Every record is to be restated exactly, with nothing left out.

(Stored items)
====================

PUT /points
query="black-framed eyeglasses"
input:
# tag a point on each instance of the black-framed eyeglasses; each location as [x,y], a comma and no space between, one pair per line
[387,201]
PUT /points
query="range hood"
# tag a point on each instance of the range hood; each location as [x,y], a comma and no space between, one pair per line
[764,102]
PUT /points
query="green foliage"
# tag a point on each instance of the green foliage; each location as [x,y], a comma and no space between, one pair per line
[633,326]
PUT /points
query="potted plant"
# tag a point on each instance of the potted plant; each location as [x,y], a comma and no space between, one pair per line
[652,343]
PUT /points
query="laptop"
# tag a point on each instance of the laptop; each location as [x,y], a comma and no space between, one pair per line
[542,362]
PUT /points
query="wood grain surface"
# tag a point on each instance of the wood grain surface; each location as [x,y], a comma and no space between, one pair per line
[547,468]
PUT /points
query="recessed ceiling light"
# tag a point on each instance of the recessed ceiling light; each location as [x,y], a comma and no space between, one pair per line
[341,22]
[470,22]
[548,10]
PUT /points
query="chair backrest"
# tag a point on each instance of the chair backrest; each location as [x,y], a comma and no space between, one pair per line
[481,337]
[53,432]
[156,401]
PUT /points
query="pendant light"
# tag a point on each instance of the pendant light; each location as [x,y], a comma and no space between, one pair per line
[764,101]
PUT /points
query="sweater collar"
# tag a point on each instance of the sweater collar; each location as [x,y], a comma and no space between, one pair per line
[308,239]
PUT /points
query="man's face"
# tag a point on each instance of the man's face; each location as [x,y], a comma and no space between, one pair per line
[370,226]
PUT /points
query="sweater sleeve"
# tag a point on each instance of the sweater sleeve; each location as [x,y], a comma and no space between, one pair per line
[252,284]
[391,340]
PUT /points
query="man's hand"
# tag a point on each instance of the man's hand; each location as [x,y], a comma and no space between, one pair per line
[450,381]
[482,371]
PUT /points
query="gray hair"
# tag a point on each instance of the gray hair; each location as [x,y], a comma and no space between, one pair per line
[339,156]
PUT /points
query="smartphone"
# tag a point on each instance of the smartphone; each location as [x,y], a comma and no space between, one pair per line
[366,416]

====================

**Written solution:**
PUT /points
query="black-framed eyeglasses"
input:
# tag a point on each instance of the black-framed eyeglasses; each location as [x,y], a comma and no space between, one pair per line
[387,201]
PUT /points
query="range hood"
# tag a point on each instance of the range hood; each location as [x,y], a comma and no space between, one pair per line
[764,102]
PUT /points
query="green foliage"
# tag a point on each instance of the green foliage; each location as [x,y], a comma and no space between, one pair per line
[633,326]
PUT /points
query="potted plant"
# tag a point on each instance of the potted plant; each location as [x,y], a comma and no space between, one pair per line
[652,343]
PUT /points
query="laptop"
# tag a point on each instance of the laptop; each location as [x,y], a comma and no space between, one pair per line
[542,362]
PUT /points
query="wood grain surface"
# tag a point on each instance of the wood grain surface; each location as [x,y], a comma and no space between, one pair per line
[547,468]
PUT /points
query="recessed ceiling light"
# tag a point on each instance of the recessed ceiling light; each location as [x,y], a comma and no space between, one pair per line
[341,22]
[470,22]
[548,10]
PUT /points
query="chair backrest"
# tag a point on each instance of the chair backrest; each location as [x,y], a comma and no space between, one pair per line
[481,337]
[53,432]
[156,401]
PUT /points
query="pendant light"
# tag a point on each instance of the pendant light; each location as [x,y], a comma and no space between, one pair per line
[764,101]
PUT /points
query="sweater collar"
# tag a point on each instance of the sweater collar; each location as [x,y], a comma and no space between, one pair per line
[308,239]
PUT /points
query="man's face"
# tag a point on each instance of the man's face; each location as [x,y], a comma and no space between, one pair per line
[370,226]
PUT /points
query="sweater sleeve"
# tag a point on each instance of the sweater sleeve; each location as [x,y], a comma and no space between, one pair per line
[252,284]
[391,340]
PUT /points
query="man's hand"
# tag a point on each instance of the man's hand; each location as [x,y], a comma and no space between, one pair per line
[450,381]
[482,371]
PUT /points
query="gray hair"
# tag a point on each instance of the gray hair; each location as [x,y], a comma and no space between, one pair per line
[339,156]
PUT /points
query="smartphone"
# tag a point on each instance of the smartphone; each location as [x,y], a comma and no space between, one pair per line
[366,416]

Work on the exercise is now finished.